▸ WHAT TO DO: Exactly the line with "point: human hand" and the lines that follow it, through the closing line of the entries, should be restated, with nothing left out or added.

▸ DATA SHOWN:

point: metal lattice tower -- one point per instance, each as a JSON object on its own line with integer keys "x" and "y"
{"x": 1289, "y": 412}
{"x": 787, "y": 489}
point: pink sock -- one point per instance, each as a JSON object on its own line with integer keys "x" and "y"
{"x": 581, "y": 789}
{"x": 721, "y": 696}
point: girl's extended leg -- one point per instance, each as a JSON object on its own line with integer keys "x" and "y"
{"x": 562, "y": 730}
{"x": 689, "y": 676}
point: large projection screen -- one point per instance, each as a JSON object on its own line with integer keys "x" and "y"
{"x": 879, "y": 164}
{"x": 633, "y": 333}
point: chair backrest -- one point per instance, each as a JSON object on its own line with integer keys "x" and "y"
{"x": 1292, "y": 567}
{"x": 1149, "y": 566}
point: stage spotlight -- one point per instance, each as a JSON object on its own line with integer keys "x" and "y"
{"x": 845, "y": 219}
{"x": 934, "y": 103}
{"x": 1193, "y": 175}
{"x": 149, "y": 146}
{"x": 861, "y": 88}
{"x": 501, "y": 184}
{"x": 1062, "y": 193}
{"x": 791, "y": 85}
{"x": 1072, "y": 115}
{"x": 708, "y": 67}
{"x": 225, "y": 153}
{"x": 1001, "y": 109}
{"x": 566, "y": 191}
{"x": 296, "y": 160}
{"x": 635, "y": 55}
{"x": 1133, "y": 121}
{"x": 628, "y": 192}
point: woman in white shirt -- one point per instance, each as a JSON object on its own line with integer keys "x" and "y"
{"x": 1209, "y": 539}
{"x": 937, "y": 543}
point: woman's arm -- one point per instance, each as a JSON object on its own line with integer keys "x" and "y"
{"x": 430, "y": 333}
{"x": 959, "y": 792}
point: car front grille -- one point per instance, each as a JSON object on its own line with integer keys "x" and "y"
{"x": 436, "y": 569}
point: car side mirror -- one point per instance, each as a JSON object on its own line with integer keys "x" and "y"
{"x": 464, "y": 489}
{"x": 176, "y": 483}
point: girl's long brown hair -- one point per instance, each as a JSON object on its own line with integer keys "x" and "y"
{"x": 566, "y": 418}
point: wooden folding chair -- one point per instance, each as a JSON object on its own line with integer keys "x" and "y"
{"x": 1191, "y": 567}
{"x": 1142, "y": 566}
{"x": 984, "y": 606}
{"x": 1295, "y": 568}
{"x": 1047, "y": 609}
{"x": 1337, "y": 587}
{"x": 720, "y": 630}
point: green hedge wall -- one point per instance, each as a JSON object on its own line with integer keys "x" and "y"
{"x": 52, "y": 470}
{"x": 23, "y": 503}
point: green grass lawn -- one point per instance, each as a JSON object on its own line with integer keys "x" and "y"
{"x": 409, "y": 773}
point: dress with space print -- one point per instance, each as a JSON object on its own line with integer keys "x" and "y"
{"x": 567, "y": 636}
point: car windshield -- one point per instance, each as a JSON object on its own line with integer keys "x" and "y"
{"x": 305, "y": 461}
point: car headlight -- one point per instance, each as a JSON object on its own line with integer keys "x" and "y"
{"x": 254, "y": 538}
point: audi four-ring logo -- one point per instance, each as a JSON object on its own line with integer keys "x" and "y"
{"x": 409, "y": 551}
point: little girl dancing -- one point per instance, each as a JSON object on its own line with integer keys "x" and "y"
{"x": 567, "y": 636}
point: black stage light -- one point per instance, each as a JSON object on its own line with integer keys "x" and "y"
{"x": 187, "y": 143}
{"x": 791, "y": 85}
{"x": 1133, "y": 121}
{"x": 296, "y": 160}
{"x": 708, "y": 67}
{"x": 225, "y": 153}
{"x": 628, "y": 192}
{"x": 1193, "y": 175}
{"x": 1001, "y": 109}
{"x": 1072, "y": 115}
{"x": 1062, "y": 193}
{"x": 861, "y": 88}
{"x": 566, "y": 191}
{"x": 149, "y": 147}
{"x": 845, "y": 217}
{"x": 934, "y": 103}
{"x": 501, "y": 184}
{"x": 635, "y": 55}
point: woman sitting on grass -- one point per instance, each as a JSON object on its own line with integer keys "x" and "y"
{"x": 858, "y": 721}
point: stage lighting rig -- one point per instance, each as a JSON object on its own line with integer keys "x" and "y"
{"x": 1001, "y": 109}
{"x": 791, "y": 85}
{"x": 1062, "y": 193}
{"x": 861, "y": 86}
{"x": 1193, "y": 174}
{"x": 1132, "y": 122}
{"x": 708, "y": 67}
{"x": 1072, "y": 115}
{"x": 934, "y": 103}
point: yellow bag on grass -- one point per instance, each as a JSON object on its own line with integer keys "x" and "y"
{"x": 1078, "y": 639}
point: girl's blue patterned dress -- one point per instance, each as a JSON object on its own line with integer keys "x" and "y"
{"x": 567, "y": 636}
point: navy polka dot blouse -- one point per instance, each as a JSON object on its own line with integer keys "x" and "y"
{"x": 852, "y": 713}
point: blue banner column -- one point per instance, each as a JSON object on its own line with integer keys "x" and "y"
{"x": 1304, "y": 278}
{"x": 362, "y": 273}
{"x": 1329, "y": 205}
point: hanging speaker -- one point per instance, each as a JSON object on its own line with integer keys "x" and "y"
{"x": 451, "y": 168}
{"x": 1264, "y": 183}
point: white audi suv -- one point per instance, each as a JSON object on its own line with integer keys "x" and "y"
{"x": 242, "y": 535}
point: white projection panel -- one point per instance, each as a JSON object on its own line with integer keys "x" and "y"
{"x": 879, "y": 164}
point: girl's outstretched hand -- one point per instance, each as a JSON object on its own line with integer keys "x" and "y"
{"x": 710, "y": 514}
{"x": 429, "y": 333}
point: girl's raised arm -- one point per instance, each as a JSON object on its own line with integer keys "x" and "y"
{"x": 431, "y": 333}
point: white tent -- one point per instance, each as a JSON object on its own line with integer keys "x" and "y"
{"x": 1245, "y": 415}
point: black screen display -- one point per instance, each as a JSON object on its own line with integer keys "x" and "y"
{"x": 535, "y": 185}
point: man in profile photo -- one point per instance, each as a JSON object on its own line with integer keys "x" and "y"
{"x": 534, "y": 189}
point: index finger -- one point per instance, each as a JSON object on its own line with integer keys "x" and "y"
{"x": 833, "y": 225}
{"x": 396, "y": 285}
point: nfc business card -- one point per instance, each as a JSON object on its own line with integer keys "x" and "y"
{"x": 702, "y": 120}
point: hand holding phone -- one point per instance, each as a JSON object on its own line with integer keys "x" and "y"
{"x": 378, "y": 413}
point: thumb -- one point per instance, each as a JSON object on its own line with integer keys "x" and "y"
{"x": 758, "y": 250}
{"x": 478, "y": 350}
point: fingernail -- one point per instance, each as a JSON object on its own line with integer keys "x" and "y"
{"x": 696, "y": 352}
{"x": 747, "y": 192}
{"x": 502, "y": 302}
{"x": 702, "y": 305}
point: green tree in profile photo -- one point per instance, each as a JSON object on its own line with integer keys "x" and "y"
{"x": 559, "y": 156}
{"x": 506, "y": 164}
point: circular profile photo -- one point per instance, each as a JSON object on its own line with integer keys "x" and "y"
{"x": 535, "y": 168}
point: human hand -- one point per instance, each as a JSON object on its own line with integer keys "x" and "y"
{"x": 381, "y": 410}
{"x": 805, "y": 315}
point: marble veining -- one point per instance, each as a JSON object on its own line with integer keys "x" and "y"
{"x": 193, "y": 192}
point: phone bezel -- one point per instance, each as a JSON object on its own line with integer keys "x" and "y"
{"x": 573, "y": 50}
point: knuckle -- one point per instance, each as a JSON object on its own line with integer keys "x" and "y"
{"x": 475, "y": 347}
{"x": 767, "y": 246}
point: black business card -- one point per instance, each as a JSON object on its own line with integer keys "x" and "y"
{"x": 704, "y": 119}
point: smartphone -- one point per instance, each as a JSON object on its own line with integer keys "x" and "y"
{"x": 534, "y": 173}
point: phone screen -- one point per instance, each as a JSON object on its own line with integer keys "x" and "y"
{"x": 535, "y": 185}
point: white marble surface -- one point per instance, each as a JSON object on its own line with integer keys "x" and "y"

▸ SOLUTION:
point: human hand -- one point per instance, each as a JSON object on its own line with integer keys "x" and "y"
{"x": 381, "y": 410}
{"x": 805, "y": 315}
point: marble veining -- one point per instance, each as a JSON object on its own line with integer keys "x" and "y"
{"x": 193, "y": 192}
point: phone bezel -- one point per instance, each as a JSON object on its own line with integer keys "x" and "y"
{"x": 573, "y": 50}
point: knuckle -- one point per instance, each as a JSON object on its own line with integer keys "x" and "y"
{"x": 475, "y": 347}
{"x": 767, "y": 246}
point: black business card -- one point per instance, each as a JSON object on its own line with integer keys "x" and "y"
{"x": 704, "y": 119}
point: smartphone -- one point per instance, each as a JSON object on its own line with integer keys "x" and "y"
{"x": 534, "y": 173}
point: phone screen -- one point per instance, each as a JSON object on its own line with integer keys "x" and "y"
{"x": 535, "y": 185}
point: white marble surface -- one point per instance, each as a JSON object on its own line with integer keys "x" and "y"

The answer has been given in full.